(Beginning of Records supplied)
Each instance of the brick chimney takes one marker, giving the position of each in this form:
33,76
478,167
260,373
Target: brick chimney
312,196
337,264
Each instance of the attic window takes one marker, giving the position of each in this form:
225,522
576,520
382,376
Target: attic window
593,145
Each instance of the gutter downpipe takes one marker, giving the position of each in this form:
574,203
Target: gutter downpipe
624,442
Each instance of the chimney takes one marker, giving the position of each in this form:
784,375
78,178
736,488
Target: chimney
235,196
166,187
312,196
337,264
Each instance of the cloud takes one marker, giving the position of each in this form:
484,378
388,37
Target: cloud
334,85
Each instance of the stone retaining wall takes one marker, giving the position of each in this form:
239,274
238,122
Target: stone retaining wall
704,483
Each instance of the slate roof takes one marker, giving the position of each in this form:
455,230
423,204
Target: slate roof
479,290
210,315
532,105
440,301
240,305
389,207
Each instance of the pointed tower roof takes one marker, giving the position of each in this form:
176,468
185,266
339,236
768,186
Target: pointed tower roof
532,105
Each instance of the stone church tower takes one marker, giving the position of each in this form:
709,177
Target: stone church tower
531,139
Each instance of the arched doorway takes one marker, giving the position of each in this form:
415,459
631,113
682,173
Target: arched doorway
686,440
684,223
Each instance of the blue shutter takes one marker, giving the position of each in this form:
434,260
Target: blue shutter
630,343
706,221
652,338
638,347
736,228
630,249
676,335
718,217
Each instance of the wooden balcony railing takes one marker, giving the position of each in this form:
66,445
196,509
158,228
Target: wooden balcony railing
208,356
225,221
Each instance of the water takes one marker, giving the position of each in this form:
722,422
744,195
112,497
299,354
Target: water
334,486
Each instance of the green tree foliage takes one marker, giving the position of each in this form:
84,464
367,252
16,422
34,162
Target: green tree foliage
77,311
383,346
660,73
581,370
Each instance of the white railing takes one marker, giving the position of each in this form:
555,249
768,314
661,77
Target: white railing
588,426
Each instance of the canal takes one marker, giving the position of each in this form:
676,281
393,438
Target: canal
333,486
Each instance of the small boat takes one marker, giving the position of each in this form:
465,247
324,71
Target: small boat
(End of Records supplied)
» **Assignment**: Transcribe the material exactly, so that no line is lost or altered.

» **Answer area**:
Each instance of the brick chimney takes one marker, giving the position of each in this form:
33,76
478,167
260,373
Target: brick chimney
312,196
337,264
Each instance of the attic window takes one marker, giving the position of each in this form:
225,522
576,520
382,376
Target: attic window
593,145
Each instance of the gutter downpipe takes one marker, giving the position of each in this form:
574,203
Target: gutter downpipe
624,442
Each instance of the chimney takes one marker, giving the position of each in this form:
784,375
78,178
736,488
Target: chimney
235,196
166,187
312,196
337,264
Each instance of the cloud takes one marker, giving the position of each in this form:
484,378
388,37
Target: cloud
334,85
Each instance of the stone retaining wall takes one marker, giving the position of each in this form:
239,274
238,122
Target: stone retaining wall
704,483
Each instance of the slate roof takes one marker, giving the position of each in this form:
455,230
423,204
Target: slate roof
479,290
210,315
532,105
440,301
240,305
389,207
Each instance of the pointed tower roof takes one marker, giving the position of each in this form:
176,468
185,266
339,236
768,186
Target: pointed tower roof
532,105
Each instance of the stone church tower takes one marker, giving the position of each in this form:
709,177
Target: stone church tower
531,139
Each instance of the arched doorway takes one marker, giving the position of each in this form:
415,459
631,113
682,173
Target: arched doorway
686,440
684,223
Each instance of the blue shutter takes one marker, giving the position of each in this form:
434,260
Target: blue shutter
630,343
706,221
652,338
638,347
736,228
630,249
676,335
718,217
Each instance of the wooden balcony railing takes one marker, giving the position of each in this form:
66,445
196,509
158,228
Target: wooden balcony railing
208,356
225,221
Each instance of the water takes one marker, giving the position of each in this form:
722,422
744,195
112,497
299,354
Target: water
334,486
Each instance of the green tree foliage takes one marker, giving the position of each in this form:
84,464
367,252
16,422
34,162
Target: green tree foliage
77,311
383,346
660,73
581,370
Each instance of the white railing takes one marker, giving the position of each in this form:
555,249
768,314
661,77
Target: white railing
588,426
Each instance of the canal takes one marker, giving the position of each in this form:
676,281
393,438
Target: canal
333,486
Each instance of the small boat takes one marker, giving the position of each in this form:
465,247
324,71
Target: small boat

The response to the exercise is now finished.